------ Data supplied

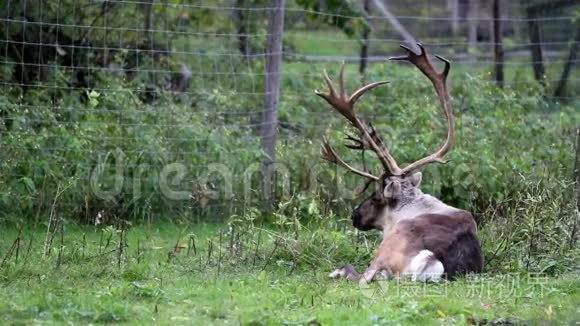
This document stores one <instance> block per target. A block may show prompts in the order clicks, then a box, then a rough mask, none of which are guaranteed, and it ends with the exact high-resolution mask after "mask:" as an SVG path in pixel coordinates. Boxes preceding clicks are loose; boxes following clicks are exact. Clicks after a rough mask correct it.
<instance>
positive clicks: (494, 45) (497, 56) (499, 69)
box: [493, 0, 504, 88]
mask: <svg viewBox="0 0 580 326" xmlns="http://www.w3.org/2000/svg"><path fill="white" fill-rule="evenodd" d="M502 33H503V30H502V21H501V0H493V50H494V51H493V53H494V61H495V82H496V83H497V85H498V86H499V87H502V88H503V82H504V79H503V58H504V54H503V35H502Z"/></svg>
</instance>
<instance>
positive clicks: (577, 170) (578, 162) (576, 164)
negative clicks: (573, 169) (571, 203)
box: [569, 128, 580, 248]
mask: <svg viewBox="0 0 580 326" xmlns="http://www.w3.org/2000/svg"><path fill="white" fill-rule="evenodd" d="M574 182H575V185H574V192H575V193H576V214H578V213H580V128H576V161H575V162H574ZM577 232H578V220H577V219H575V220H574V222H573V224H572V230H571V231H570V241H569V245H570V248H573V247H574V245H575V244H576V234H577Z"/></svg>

------------

**Task brief**
Could you return each entry word for word, with the images omitted?

**Result of the exercise**
This document stores one <instance> block per target. A block may show prompts in the order clicks, then a box, then a rough mask, none of which are guaranteed, and it ends with the exact high-resolution mask after "mask:" as an SVG path in pixel coordinates. Boxes preceding clicks are loose; boxes following clicks are exact. Clicks after a rough mask correct it.
<instance>
positive clicks: (494, 45) (497, 56) (499, 69)
box: [493, 0, 504, 88]
mask: <svg viewBox="0 0 580 326" xmlns="http://www.w3.org/2000/svg"><path fill="white" fill-rule="evenodd" d="M502 33H503V30H502V21H501V0H493V50H494V51H493V53H494V61H495V82H496V83H497V85H498V86H499V87H502V88H503V82H504V79H503V58H504V54H503V35H502Z"/></svg>
</instance>
<instance>
positive clicks: (577, 170) (578, 162) (576, 164)
negative clicks: (573, 169) (571, 203)
box: [569, 128, 580, 248]
mask: <svg viewBox="0 0 580 326" xmlns="http://www.w3.org/2000/svg"><path fill="white" fill-rule="evenodd" d="M574 182H575V185H574V192H575V193H576V214H578V213H580V128H576V161H575V162H574ZM577 232H578V220H577V219H575V220H574V222H573V224H572V230H571V231H570V241H569V245H570V248H573V247H574V245H575V244H576V234H577Z"/></svg>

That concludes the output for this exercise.